■ **Reportagem**:
§

O tríplex do Guarujá é o ponto central de uma das investigações encetadas pela força-tarefa da Lava Jato contra Lula. Os investigadores acreditam que o ex-presidente é o verdadeiro proprietário do imóvel, que passou por uma reforma bancada pela OAS.
Lula nega ser o dono do apartamento.
No início da audiência, o procurador da República perguntou ao zelador se ele tinha algum tipo de informação sobre a reforma da unidade 164/A. “Tenho sim senhor”, respondeu Pinheiro.
“O que foi feito nessa obra?”, perguntou o procurador.
“Mudanças na parte debaixo do apartamento, a instalação do elevador no apartamento e obras na área da piscina.” Ele disse que Lula visitou o apartamento. “Ele, dona Marisa, mais um grupo de segurança, corpo de segurança, juntamente com o pessoal da OAS, junto também.”
“Era dito que o apartamento pertencia a Lula?”, indagou o procurador.
“Sim, todos sabiam lá que o apartamento pertencia ao ex-presidente Lula. Inclusive, até os condôminos sabiam que era dele o apartamento. Sempre houve esse comentário lá. Antes da visita o pessoal já comentava que o apartamento era dele.”
O zelador contou sobre uma segunda visita de Lula. Quem foi nessa segunda visita?, perguntou o procurador. “Lula, dona Marisa, mais um corpo de segurança, inclusive a segurança parava o elevador que a OAS fazia uma decoração no hall e no próprio apartamento para receber.”
O procurador perguntou também se Marisa esteve lá no prédio depois. “Sim, eu que apresentei todas as áreas para ela, piscina, salão de festa, área comum, que ela achou muito boa, próxima da praia. Falou que era na areia.”
A defesa iniciou, então, uma série de perguntas à testemunha, parte delas indeferida pelo juiz Moro, que não viu pertinência com os termos da acusação.
Ao ser questionado sobre sua filiação ao PP, o zelador respondeu ao advogado de Lula.
“Você não sabe o que é uma pessoa desempregada. Fui envolvido numa situação que não tenho culpa nenhuma. Perdi meu emprego, perdi a minha moradia. O que você faria numa situação? Você nunca passou por isso. Vocês são um bando de lixo, lixo, o que está fazendo com o nosso país.”
O advogado de Lula perguntou a José Afonso Pinheiro quem estava presente na segunda visita ao tríplex.
“Não falei para você que foi na segunda visita que eu mostrei as áreas para dona Marisa? Que ela foi ver a área da piscina, salão de festa, o hall, todas as áreas do condomínio? Inclusive ela estava elegantemente vestida, bem vestida. Conversou bastante, pessoa bastante popular, entendeu?”
“Sempre quando Lula ia lá, tinha várias pessoas com ele, inclusive, o Igor (Pontes, engenheiro da OAS) falava, quando eles iam entrar com o carro, para já deixar o portão aberto: ‘Abre o portão, deixa o portão aberto para já entrarem direto para a garagem’. Tinha um corpo de pessoas com ele. Iam três, quatro seguranças junto.”
Pinheiro declarou ter recebido orientação do engenheiros da OAS “a não falar nada que o apartamento pertencia ao sr. Luiz Inácio e à dona Marisa, era para falar que o apartamento pertencia à OAS”.

§

■ **Material coletado**:
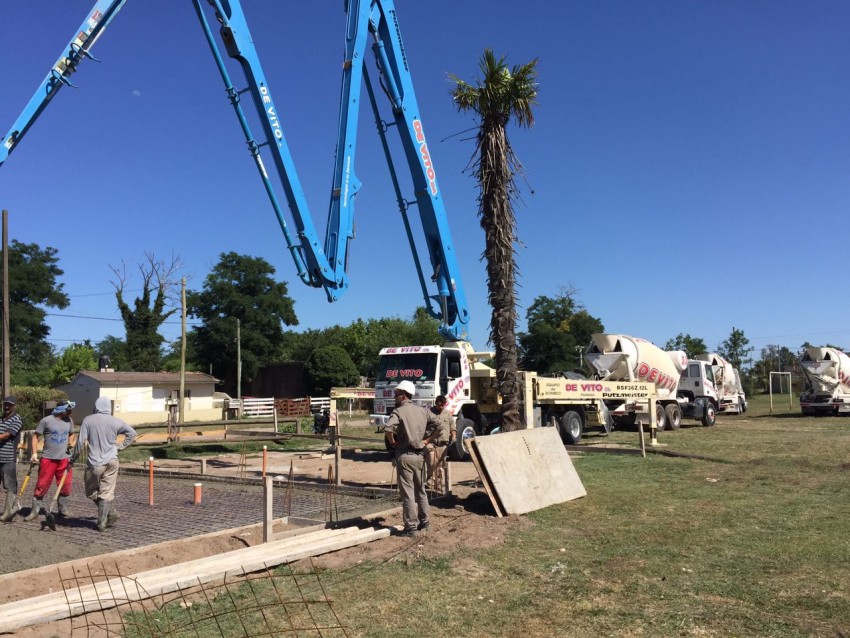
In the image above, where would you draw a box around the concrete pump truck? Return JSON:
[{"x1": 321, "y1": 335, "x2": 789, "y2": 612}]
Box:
[{"x1": 0, "y1": 0, "x2": 680, "y2": 458}]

§

■ **Instruções de trabalho**:
1 - Resuma a reportagem em duas frases.
2 - Altere o trecho da reportagem que se abre com as palavras que contêm "O tríplex do" e se fecha com "indagou o procurador.", trocando "procurador" por "promotor".
3 - Transforme em lista o parágrafo da reportagem que começa com "Sempre quando Lula ia lá", mantendo os fatos principais.

■ **Respostas**:
1 - A força-tarefa da Lava Jato acredita que Lula é o verdadeiro dono do tríplex do Guarujá, reformado com dinheiro da OAS, o que ele nega. Em audiência, o zelador José Afonso Pinheiro disse que Lula e dona Marisa visitaram o apartamento, que todos sabiam que o imóvel era do ex-presidente e que engenheiros da OAS o orientaram a dizer que ele pertencia à empresa.

2 -
O tríplex do Guarujá é o ponto central de uma das investigações encetadas pela força-tarefa da Lava Jato contra Lula. Os investigadores acreditam que o ex-presidente é o verdadeiro proprietário do imóvel, que passou por uma reforma bancada pela OAS.
Lula nega ser o dono do apartamento.
No início da audiência, o promotor da República perguntou ao zelador se ele tinha algum tipo de informação sobre a reforma da unidade 164/A. “Tenho sim senhor”, respondeu Pinheiro.
“O que foi feito nessa obra?”, perguntou o promotor.
“Mudanças na parte debaixo do apartamento, a instalação do elevador no apartamento e obras na área da piscina.” Ele disse que Lula visitou o apartamento. “Ele, dona Marisa, mais um grupo de segurança, corpo de segurança, juntamente com o pessoal da OAS, junto também.”
“Era dito que o apartamento pertencia a Lula?”, indagou o promotor.

3 -
- Segundo o zelador, Lula sempre ia ao prédio acompanhado de várias pessoas, entre elas três ou quatro seguranças.
- Igor Pontes, engenheiro da OAS, mandava deixar o portão aberto quando o grupo ia chegar de carro.
- Assim, o grupo entrava direto na garagem.